» **PAGE**:
====
# Uk spec Almera SRi GA16de 250+ BHP



## nismo jimmy (Dec 16, 2005)

Hi all this is my Almera SRi 3 dr , powered by a quite heavily tuned GA16de 16 valve , twin cam 1600cc injection engine . it sports pretty much every bolt on tuning part available heres how it breaks down but im sure ill have forgotten or left details out -
Skyline GTs t fuel pump in modded case
Sytec motorsport fuel filter
Sytec FSE rising rate adjustable touring car spec fuel regulator
Good-ridge braided fuel hoses
Highpower wizards of nos 'wet' nitrous oxide kit (100bhp shot)
Highpower minimax nitrous controller
CAI system
Hotshot ceramic coated and heatwrapped 4-2-1 manifold and down pipe
ceramic coated stainless Underground Race UK de-cat pipe
Scorpion group A s/steel exhaust system 
Underground Race UK modified cyl head
30 degree cutback polished valves
Almera GTi R axle & brakes
Goodridge braided brake lines
Big brake upgrade front , designed for rally sunny GTiR
Spax suspension
nissan strut braces
lightwieght race battery
Alloy nismo oil cap
3 stage shift light
Koyo aluminium race spec large radiator with nismo cap 
Underground Race UK aluminium oil cooler
Silicone hoses
fidanza flywheel 
nismo short shifter
Rota wheels (17x7.5)
Toyo proxes T1-R tyres
plus more and more in development

The Almera a demo for my tuning & styling company Underground Race UKwhich although catering for pretty much any car is a specialist in tuning the often ignnored nissan GA series engines (much more overlooked here in the UK than it is in the US even!) the car has many other features other than just those few i mentioned above , if theres interest ill update this post with more details and pics of the ongoing project if youd like ?
Hope you like it by the way the BHP figures arnt R/R proven as yet as the cars constantly being developed but based on experience and the known gains given by the various tuning procedures and parts we can take an educated gues that the cars safely runnning over 250 BHP oh and yes its handling the nitrous beautifully thanks 








coming soon is Underground Race UK titanium exhaust , ACT race spec clutch , USDM NX gearbox with LSD OR  a phantom grip , carbon nismo style vented bonnet, Pulsar GTiR R spioler,









My other GA16de engined motor , Ukspec 100NX T bar-


----------



## nismo jimmy (Dec 16, 2005)
====
» **MATERIAL PROVIDED**:
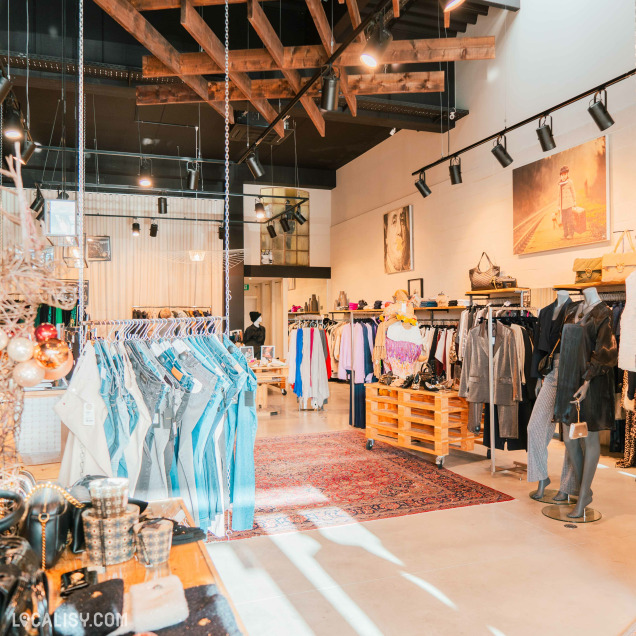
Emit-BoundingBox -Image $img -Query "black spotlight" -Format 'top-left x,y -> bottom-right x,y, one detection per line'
====
» **EXERCISE 1**: In the Almera SRi forum thread, what size shot is the nitrous oxide kit?
» **EXERCISE 2**: Extend the Almera SRi forum thread from where it stops.

» **EXERCISE ANSWER 1**: It is a 100 bhp shot.

» **EXERCISE ANSWER 2**:
more info here-
http://www.nissanforums.com/showthread.php?t=112741&highlight=nismo+jimmy
And here-
WWW.UndergroundRaceUK.COM


----------



## xNISMOB14x (Nov 5, 2003)

DAMMMMMMNNNNNN!


----------



## wildmanee (Nov 21, 2004)

US NX gearboxes do not come with LSD, the only advantage over the standard GA16DE tranny foudn ont he B13 and the B14 is that it has a better final drive ratio. Unless you find a rare GA16DE JDM gearbox from Japan (I don't know the car) that comes with LSD, you will most definitely have to fit in an aftermarket LSD. Just wanted to clear that up. 

Anyway, nice looking Almera, I love the front bumper.


----------



## Radioaktiv (Feb 12, 2004)

250hp without n2o?

she's a beauty tho :thumbup:


----------



## wildmanee (Nov 21, 2004)

Radioaktiv said:


> 250hp without n2o?
> 
> she's a beauty tho :thumbup:


Highpower wizards of nos 'wet' nitrous oxide kit (100bhp shot)

and it's an estimate


----------



## nismo jimmy (Dec 16, 2005)

thanks for the LSD advice im looking into at the mo , as for the BHP figur3es the N2O kits proven to give 100BHP shot and the other engine mods to respectivly give various amounts etc , ive research thoughly and as i do this for a living its been done right not just the cheap easy to come by bits bolted on and '10BHP across the range ' read off a package, When i get round to R/R the car ill post up results , thanks for the nice comments all.


----------



## xbrandonx (Mar 27, 2004)

DYNO and post charts!!!!!


----------



## wildmanee (Nov 21, 2004)

I think you're just gonna be under 200whp.. (with nitrous)


----------



## wes (Apr 30, 2002)

Nice ride. 250BHP is 250HP. Are you saying this is what you believe the output to be at the front wheels or at the crank?


----------



## nismo jimmy (Dec 16, 2005)

iTHE uk SPEC ga16DE MAKES 99-105 bhp AS STD (PROVEN BY VARIOUS R/R SESSIONS WE VE TOOK PART IN IN THE PAST HERE USING STANDARD ga16DES (ALL uk SPEC) i believe nissan say the oputputs officially 100bhp . the nitrous give an extra 100bhp and the various bolt ons and engine work make up the rest we believe this will give us in the region of 250 at the Flywheel. Once the projects complete we ll r/r it and post the figures , thanks for your interest all.


----------



## myoung (Apr 15, 2002)

Very nice car, but your estimates are way off...

1) you're not going to get 50 extra hp from bolt ons
2) you're not going to get 100 hp from your nitrious... regradless of what it says...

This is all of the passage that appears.